_EXERCISE DIRECTIONS_.
Pick out each line in the entries below that contains the word "container", and copy every such line in full.

_EXERCISE MATERIAL_.
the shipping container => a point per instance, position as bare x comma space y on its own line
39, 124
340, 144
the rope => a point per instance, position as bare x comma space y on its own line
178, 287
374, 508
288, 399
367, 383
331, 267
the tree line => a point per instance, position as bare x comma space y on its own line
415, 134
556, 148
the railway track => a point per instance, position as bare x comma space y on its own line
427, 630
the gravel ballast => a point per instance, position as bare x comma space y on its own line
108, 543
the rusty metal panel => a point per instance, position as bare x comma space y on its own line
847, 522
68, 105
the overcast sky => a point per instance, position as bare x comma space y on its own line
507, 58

---

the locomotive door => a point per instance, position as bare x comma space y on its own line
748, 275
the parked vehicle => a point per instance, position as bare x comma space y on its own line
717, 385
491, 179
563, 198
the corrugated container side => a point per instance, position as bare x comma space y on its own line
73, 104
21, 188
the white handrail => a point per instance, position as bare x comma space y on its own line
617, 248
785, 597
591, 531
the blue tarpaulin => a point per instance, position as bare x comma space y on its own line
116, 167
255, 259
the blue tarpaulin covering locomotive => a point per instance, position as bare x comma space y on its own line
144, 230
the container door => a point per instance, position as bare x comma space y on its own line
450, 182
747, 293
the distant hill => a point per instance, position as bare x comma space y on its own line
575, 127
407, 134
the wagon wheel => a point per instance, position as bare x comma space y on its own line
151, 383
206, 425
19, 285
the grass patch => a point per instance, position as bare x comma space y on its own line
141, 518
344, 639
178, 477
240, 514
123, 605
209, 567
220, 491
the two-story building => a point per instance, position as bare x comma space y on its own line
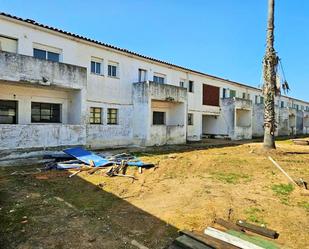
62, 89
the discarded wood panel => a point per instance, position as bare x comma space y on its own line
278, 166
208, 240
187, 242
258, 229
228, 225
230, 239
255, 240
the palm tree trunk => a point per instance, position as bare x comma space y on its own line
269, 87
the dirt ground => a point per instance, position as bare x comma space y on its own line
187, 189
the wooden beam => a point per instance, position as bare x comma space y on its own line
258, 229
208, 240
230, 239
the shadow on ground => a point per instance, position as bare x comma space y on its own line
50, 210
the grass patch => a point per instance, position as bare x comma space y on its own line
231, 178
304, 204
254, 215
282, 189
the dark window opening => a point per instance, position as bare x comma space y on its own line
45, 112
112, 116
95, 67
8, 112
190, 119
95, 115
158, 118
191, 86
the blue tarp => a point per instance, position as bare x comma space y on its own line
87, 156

_FINAL RESULT_.
the shipping container => a point per instance, position as bare x comma space y on its own line
the corrugated container side => a point per instance, position as bare x comma space y on its own line
the container door => a point per instance, position as bare x comma space y on its own line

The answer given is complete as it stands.